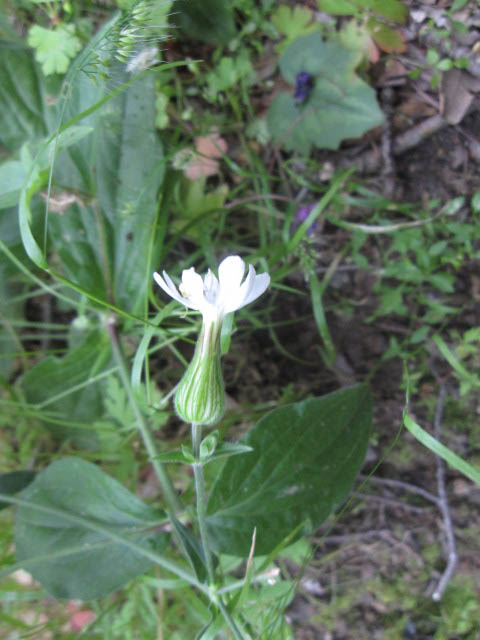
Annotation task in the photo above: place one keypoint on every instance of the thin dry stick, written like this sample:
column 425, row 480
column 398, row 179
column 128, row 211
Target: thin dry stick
column 443, row 505
column 405, row 486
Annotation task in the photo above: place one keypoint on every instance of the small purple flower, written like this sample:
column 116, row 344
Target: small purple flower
column 303, row 87
column 301, row 215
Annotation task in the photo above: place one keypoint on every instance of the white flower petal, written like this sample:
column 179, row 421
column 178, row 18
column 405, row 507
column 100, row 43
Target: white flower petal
column 235, row 302
column 210, row 287
column 166, row 283
column 192, row 288
column 260, row 285
column 230, row 274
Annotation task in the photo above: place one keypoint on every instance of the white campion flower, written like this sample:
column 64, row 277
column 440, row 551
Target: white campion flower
column 200, row 396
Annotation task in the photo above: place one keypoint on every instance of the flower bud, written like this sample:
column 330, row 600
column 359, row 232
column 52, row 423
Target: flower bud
column 200, row 396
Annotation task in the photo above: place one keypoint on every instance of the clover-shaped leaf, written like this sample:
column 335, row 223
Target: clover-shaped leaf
column 54, row 48
column 339, row 105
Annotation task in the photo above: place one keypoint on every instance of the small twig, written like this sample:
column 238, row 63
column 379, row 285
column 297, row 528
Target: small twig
column 390, row 502
column 266, row 196
column 354, row 537
column 443, row 505
column 369, row 161
column 388, row 169
column 405, row 486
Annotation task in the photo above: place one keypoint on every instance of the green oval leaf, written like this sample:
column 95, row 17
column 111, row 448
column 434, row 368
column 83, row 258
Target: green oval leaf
column 85, row 563
column 304, row 460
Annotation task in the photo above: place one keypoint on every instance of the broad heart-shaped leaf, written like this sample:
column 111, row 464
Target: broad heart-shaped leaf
column 304, row 460
column 340, row 106
column 130, row 170
column 89, row 564
column 66, row 415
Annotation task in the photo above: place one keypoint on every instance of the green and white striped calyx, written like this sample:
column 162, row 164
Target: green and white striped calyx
column 200, row 396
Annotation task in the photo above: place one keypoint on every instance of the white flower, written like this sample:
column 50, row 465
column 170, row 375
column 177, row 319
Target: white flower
column 200, row 395
column 215, row 298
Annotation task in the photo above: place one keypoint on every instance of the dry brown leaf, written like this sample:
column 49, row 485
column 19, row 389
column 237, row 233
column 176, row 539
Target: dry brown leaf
column 211, row 146
column 456, row 96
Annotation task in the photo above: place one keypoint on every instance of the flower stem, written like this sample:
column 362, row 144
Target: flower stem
column 201, row 499
column 163, row 477
column 230, row 621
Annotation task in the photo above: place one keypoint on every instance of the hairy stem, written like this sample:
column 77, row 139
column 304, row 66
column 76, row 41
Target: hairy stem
column 168, row 489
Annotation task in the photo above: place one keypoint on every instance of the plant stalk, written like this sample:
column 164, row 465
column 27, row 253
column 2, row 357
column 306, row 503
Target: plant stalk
column 168, row 489
column 201, row 499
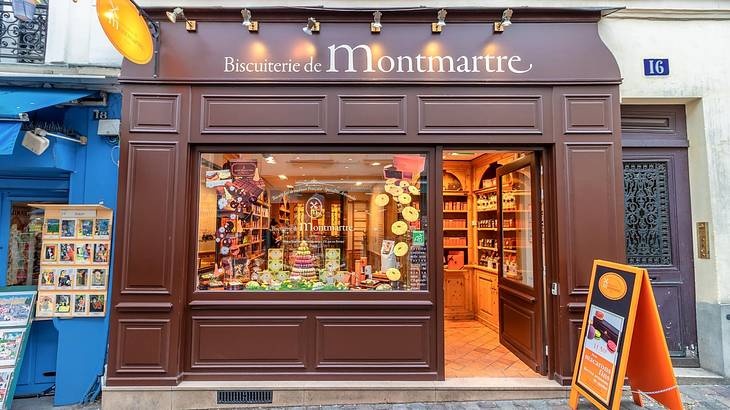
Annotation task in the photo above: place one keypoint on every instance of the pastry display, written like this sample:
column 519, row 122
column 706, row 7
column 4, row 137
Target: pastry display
column 303, row 266
column 257, row 236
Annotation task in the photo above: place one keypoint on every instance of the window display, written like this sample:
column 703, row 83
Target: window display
column 312, row 222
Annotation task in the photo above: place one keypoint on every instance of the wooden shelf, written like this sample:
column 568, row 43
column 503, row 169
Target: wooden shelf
column 485, row 269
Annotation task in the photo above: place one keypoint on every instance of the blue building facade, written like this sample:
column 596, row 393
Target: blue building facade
column 65, row 355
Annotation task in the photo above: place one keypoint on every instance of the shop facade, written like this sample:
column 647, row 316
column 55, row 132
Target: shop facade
column 406, row 91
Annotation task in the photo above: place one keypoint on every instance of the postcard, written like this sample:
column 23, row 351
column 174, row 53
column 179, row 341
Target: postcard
column 11, row 340
column 15, row 308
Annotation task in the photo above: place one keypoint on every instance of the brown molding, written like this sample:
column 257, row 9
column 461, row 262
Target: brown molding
column 404, row 15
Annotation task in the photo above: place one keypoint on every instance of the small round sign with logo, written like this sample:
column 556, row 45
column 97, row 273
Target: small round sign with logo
column 612, row 286
column 126, row 29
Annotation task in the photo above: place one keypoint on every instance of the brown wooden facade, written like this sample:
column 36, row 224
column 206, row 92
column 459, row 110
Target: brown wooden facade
column 567, row 111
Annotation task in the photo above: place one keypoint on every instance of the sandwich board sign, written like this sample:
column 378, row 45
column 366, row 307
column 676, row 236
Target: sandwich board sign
column 622, row 337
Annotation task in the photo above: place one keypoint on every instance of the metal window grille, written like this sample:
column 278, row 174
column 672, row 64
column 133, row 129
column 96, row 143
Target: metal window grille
column 23, row 41
column 245, row 396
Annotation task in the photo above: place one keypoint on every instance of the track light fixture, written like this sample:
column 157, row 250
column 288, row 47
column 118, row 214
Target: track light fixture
column 252, row 26
column 438, row 26
column 376, row 26
column 178, row 13
column 311, row 27
column 499, row 26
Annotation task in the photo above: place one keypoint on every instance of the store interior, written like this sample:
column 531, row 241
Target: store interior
column 357, row 222
column 474, row 238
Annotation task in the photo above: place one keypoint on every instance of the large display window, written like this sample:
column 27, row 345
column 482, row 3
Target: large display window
column 312, row 222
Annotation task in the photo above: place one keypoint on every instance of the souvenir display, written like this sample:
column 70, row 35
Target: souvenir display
column 322, row 236
column 11, row 340
column 97, row 304
column 15, row 308
column 76, row 263
column 52, row 228
column 85, row 228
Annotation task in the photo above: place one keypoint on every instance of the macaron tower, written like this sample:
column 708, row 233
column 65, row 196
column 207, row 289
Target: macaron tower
column 303, row 267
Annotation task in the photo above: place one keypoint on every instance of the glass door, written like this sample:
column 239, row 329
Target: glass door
column 520, row 281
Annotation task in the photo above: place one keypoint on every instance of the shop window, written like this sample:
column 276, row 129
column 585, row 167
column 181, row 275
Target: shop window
column 312, row 222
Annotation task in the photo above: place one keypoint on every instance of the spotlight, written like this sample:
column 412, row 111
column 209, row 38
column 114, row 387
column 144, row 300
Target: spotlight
column 438, row 26
column 311, row 27
column 178, row 13
column 499, row 26
column 375, row 26
column 252, row 26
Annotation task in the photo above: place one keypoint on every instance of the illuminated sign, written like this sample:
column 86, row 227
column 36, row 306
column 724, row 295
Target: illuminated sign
column 360, row 58
column 126, row 29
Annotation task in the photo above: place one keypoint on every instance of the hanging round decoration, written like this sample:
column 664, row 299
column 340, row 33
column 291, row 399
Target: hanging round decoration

_What the task asks_
Repeat the data exactly. Pictures should not appear.

_Solution_
Annotation task in the photo above: place one keypoint on every instance of the thin dry stick, written like this sample:
column 425, row 480
column 398, row 179
column 128, row 211
Target: thin dry stick
column 443, row 505
column 405, row 486
Annotation task in the photo above: place one keypoint on every instance of the small purple flower, written like this sample:
column 116, row 344
Target: small purple flower
column 303, row 87
column 301, row 215
Annotation task in the photo above: place one keypoint on every instance of the white flower petal, written like this sample:
column 179, row 421
column 178, row 18
column 405, row 507
column 100, row 43
Target: white flower petal
column 235, row 302
column 210, row 287
column 166, row 283
column 192, row 288
column 260, row 285
column 230, row 274
Annotation task in the photo above: place one keypoint on every instance of the white campion flower, written like this sample:
column 64, row 277
column 440, row 551
Target: white campion flower
column 200, row 396
Annotation task in the photo above: place one keypoint on every instance of the flower bud, written like this sample:
column 330, row 600
column 359, row 232
column 52, row 423
Target: flower bud
column 200, row 396
Annotation task in the photo above: place one keypoint on every instance of the clover-shaped leaf, written like this sample:
column 335, row 223
Target: clover-shaped leaf
column 54, row 48
column 339, row 105
Annotation task in the photo above: place one keypoint on every instance of the small twig, written like this sample:
column 238, row 63
column 379, row 285
column 297, row 528
Target: small twig
column 390, row 502
column 266, row 196
column 354, row 537
column 443, row 505
column 369, row 161
column 388, row 169
column 405, row 486
Annotation task in the photo above: place one keypoint on every instance of the green oval leaf, written like this sample:
column 95, row 17
column 111, row 448
column 434, row 368
column 83, row 258
Target: green oval leaf
column 85, row 563
column 304, row 460
Annotation task in the photo above: place one keypoint on every instance of the broad heart-shaped leaf, written like this sample:
column 111, row 464
Target: broad heart-shaped leaf
column 304, row 460
column 340, row 106
column 130, row 170
column 89, row 564
column 66, row 415
Annotation task in the photo above: place one keypoint on every instance of the green and white striped calyx, written like this sample:
column 162, row 164
Target: green and white striped calyx
column 200, row 396
Annotation task in the photo above: place one keypoint on every instance of the white flower, written like this sample:
column 50, row 465
column 170, row 375
column 177, row 319
Target: white flower
column 200, row 395
column 215, row 298
Annotation task in the photo above: place one keypoint on every instance of the dry brown leaf, written like this sample:
column 49, row 485
column 19, row 389
column 237, row 233
column 176, row 539
Target: dry brown leaf
column 211, row 146
column 456, row 96
Annotation task in the photo above: place one keypoint on every instance of the flower stem, written like this sample:
column 362, row 144
Target: flower stem
column 201, row 499
column 163, row 477
column 230, row 621
Annotation task in the photo above: place one keypoint on every instance of the hairy stem, written like this sample:
column 77, row 139
column 304, row 66
column 76, row 41
Target: hairy stem
column 168, row 489
Annotation task in the photo above: place one keypoint on every instance of the plant stalk, written like this sample:
column 164, row 465
column 27, row 253
column 2, row 357
column 306, row 503
Target: plant stalk
column 168, row 489
column 201, row 499
Annotation task in the photo above: place one keypoint on every instance of the pastry display, written like this sample:
column 519, row 122
column 706, row 7
column 4, row 137
Target: pastry display
column 303, row 266
column 257, row 236
Annotation task in the photo above: place one keypoint on every instance of the window display, written like this sample:
column 703, row 83
Target: window display
column 312, row 222
Annotation task in the photo above: place one keypoint on every instance of the wooden shelf, written like this sample:
column 568, row 43
column 503, row 169
Target: wooden shelf
column 485, row 269
Annotation task in the photo above: place one keypoint on every instance of the blue building facade, written like this sample:
column 596, row 393
Target: blue building facade
column 65, row 355
Annotation task in the photo above: place one keypoint on every instance of the shop facade, written like this sample:
column 647, row 316
column 55, row 132
Target: shop facade
column 406, row 91
Annotation task in the photo above: place one keypoint on every instance of the postcard, written like this sample:
column 23, row 351
column 174, row 53
column 179, row 341
Target: postcard
column 11, row 340
column 15, row 308
Annotation task in the photo above: place one keypoint on every instance of the brown molding, written like this sample:
column 257, row 9
column 461, row 262
Target: brown molding
column 404, row 15
Annotation task in the photo above: place one keypoint on every instance of the small round sign with logo, written like this sample:
column 556, row 45
column 97, row 273
Target: small round sign with logo
column 612, row 286
column 126, row 29
Annotation task in the photo above: place one keypoint on every instance of the brown wooden facade, written like this sample:
column 36, row 224
column 206, row 92
column 459, row 110
Target: brown wooden facade
column 567, row 111
Annotation task in the photo above: place one keypoint on every instance of the sandwich board sign, written like this sample:
column 378, row 45
column 366, row 307
column 676, row 236
Target: sandwich board sign
column 622, row 337
Annotation task in the photo above: place one keypoint on every instance of the metal window grille, written like this sample:
column 278, row 174
column 672, row 64
column 133, row 129
column 96, row 143
Target: metal window grille
column 23, row 41
column 245, row 396
Annotation task in the photo above: place one keypoint on every instance of the track light fixture, written like this sample:
column 157, row 250
column 288, row 47
column 118, row 214
Target: track light fixture
column 252, row 26
column 438, row 26
column 376, row 26
column 178, row 13
column 311, row 27
column 499, row 26
Annotation task in the photo above: place one keypoint on every instance of the store interior, written like this sample:
column 531, row 241
Target: store interior
column 357, row 222
column 474, row 238
Annotation task in the photo above: place one keypoint on every instance of the large display window, written like this sample:
column 27, row 345
column 482, row 3
Target: large display window
column 312, row 222
Annotation task in the photo above: place one keypoint on every instance of the souvenir display, written like this sample:
column 70, row 35
Target: souvenir display
column 322, row 236
column 11, row 340
column 97, row 304
column 15, row 308
column 76, row 263
column 52, row 228
column 85, row 228
Annotation task in the photo above: place one keypoint on every instance of the macaron tower, written like this sample:
column 708, row 233
column 65, row 196
column 207, row 289
Target: macaron tower
column 303, row 267
Annotation task in the photo above: place one keypoint on every instance of the glass door, written like this sample:
column 239, row 329
Target: glass door
column 520, row 281
Annotation task in the photo above: place one keypoint on every instance of the shop window, written like this sample:
column 276, row 129
column 585, row 167
column 181, row 275
Target: shop window
column 312, row 222
Annotation task in the photo above: place one keypoint on every instance of the spotlight, written like this sample:
column 412, row 111
column 209, row 38
column 114, row 387
column 144, row 300
Target: spotlight
column 438, row 26
column 311, row 27
column 178, row 13
column 499, row 26
column 375, row 26
column 252, row 26
Annotation task in the photo above: place one keypoint on every instance of the illuminated sign, written like this sample:
column 86, row 227
column 36, row 306
column 724, row 295
Target: illuminated sign
column 360, row 58
column 126, row 29
Annotation task in the photo above: place one keypoint on every instance of the hanging round decoration, written like this sample:
column 664, row 299
column 340, row 33
column 291, row 399
Target: hanging round decoration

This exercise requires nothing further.